[Do this]
Can you set out every line of the records below as a two-column Markdown table, with columns headed "Row" and "Record line", numbering the rows in order and skipping any blank lines?

━━━━

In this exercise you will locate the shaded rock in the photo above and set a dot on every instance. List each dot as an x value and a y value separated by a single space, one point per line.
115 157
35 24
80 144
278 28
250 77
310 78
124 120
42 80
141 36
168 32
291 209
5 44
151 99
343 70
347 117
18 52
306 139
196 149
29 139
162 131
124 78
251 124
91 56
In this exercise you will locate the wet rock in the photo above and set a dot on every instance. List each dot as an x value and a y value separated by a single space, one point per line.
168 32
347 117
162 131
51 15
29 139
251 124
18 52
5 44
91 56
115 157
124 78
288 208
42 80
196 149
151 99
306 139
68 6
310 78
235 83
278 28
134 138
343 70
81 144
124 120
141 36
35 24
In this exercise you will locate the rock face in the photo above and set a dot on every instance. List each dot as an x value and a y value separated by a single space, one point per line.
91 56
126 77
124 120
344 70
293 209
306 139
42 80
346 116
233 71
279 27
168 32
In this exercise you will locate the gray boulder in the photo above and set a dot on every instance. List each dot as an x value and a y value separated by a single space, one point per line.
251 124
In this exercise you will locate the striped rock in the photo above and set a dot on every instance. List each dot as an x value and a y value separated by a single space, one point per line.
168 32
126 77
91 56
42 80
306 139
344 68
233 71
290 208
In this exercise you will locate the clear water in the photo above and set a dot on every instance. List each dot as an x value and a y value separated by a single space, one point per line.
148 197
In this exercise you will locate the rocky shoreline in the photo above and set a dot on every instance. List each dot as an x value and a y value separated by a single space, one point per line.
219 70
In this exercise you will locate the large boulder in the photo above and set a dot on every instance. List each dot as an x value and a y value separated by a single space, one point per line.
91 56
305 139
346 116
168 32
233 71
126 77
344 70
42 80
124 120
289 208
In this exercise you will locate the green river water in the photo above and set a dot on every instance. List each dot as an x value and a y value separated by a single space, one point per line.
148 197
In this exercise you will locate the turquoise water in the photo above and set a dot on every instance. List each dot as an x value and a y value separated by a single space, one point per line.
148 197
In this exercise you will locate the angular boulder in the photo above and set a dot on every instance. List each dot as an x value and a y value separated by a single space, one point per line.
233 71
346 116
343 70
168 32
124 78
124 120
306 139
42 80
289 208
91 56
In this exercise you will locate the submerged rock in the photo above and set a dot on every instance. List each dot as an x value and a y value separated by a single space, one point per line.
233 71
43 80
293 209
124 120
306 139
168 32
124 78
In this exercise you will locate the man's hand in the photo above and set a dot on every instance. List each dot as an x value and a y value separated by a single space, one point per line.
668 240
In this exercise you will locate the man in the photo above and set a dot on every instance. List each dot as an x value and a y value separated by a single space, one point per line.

━━━━

[Output of the task]
| Row | Record line |
|---|---|
| 1 | In this exercise you will locate the shaded rock in the photo above and set a dot on every instance. List each dot as an x value and a y value separated by a single space, one point per line. |
| 2 | 115 157 |
| 3 | 35 24 |
| 4 | 80 144 |
| 5 | 278 28 |
| 6 | 250 77 |
| 7 | 310 78 |
| 8 | 124 120 |
| 9 | 42 80 |
| 10 | 141 36 |
| 11 | 168 32 |
| 12 | 291 209 |
| 13 | 5 44 |
| 14 | 151 99 |
| 15 | 343 70 |
| 16 | 347 117 |
| 17 | 18 52 |
| 18 | 306 139 |
| 19 | 196 149 |
| 20 | 29 139 |
| 21 | 162 131 |
| 22 | 124 78 |
| 23 | 251 124 |
| 24 | 91 56 |
| 25 | In this exercise you will locate the wet rock in the photo above and set a dot on every instance. List each dot as an x value and a y value separated by a single space, one point per line. |
| 26 | 168 32 |
| 27 | 347 117 |
| 28 | 162 131 |
| 29 | 51 15 |
| 30 | 29 139 |
| 31 | 251 124 |
| 32 | 18 52 |
| 33 | 5 44 |
| 34 | 91 56 |
| 35 | 115 157 |
| 36 | 124 78 |
| 37 | 288 208 |
| 38 | 42 80 |
| 39 | 196 149 |
| 40 | 151 99 |
| 41 | 306 139 |
| 42 | 68 6 |
| 43 | 310 78 |
| 44 | 235 83 |
| 45 | 278 28 |
| 46 | 134 138 |
| 47 | 343 70 |
| 48 | 81 144 |
| 49 | 124 120 |
| 50 | 141 36 |
| 51 | 35 24 |
| 52 | In this exercise you will locate the rock face in the photo above and set a dot on every instance. List each dot as an x value and a y value separated by a single space, one point per line. |
| 53 | 91 56 |
| 54 | 126 77 |
| 55 | 124 120 |
| 56 | 344 70 |
| 57 | 293 209 |
| 58 | 306 139 |
| 59 | 42 80 |
| 60 | 346 116 |
| 61 | 233 71 |
| 62 | 279 27 |
| 63 | 168 32 |
| 64 | In this exercise you will locate the gray boulder in the photo above and set a dot on every instance. List each dot as an x value and a y value separated by a single space, one point per line. |
| 65 | 251 124 |
| 66 | In this exercise you will locate the striped rock in the photo above and set a dot on every instance. List each dot as an x value and a y value separated by a single space, one point per line. |
| 67 | 168 32 |
| 68 | 126 77 |
| 69 | 91 56 |
| 70 | 42 80 |
| 71 | 306 139 |
| 72 | 344 68 |
| 73 | 233 71 |
| 74 | 290 208 |
| 75 | In this exercise you will locate the clear water in the photo above and set a dot on every instance. List each dot as an x value and a y value separated by a single space, one point per line. |
| 76 | 148 197 |
| 77 | In this exercise you will locate the rocky shoreline in the photo above and set a dot on every instance. List each dot as an x value and a y value separated by a single space, one point per line. |
| 78 | 219 70 |
| 79 | In this exercise you will locate the large boulder in the photo above and set a dot on every instance. List each dot as an x value and a y value separated by a single space, one point per line. |
| 80 | 91 56 |
| 81 | 305 139 |
| 82 | 346 116 |
| 83 | 168 32 |
| 84 | 233 71 |
| 85 | 126 77 |
| 86 | 344 70 |
| 87 | 42 80 |
| 88 | 124 120 |
| 89 | 289 208 |
| 90 | In this exercise you will locate the green river water in the photo above and set a dot on every instance. List each dot as an x value and a y value separated by a single space, one point per line. |
| 91 | 148 197 |
| 92 | In this exercise you will locate the turquoise water in the photo above and set a dot on every instance. List each dot as an x value and a y value separated by a single space, one point per line. |
| 93 | 148 197 |
| 94 | In this exercise you will locate the angular boulder in the photo above and set a dot on every instance. List each dot as an x value and a y value separated by a single space, one point per line. |
| 95 | 233 71 |
| 96 | 346 116 |
| 97 | 343 70 |
| 98 | 168 32 |
| 99 | 124 78 |
| 100 | 124 120 |
| 101 | 306 139 |
| 102 | 42 80 |
| 103 | 289 208 |
| 104 | 91 56 |
| 105 | In this exercise you will locate the submerged rock in the photo above and set a dot on every instance. List each dot as an x value and a y value separated by a single space, one point per line. |
| 106 | 233 71 |
| 107 | 43 80 |
| 108 | 293 209 |
| 109 | 124 120 |
| 110 | 306 139 |
| 111 | 168 32 |
| 112 | 124 78 |
| 113 | In this exercise you will locate the man's hand in the photo above and set a dot on every instance. List each dot as an x value and a y value separated by a single space, one point per line. |
| 114 | 668 240 |
| 115 | In this exercise you will locate the man in the photo above and set a dot on every instance. List each dot as an x value and a y value separated by a single space, one point per line. |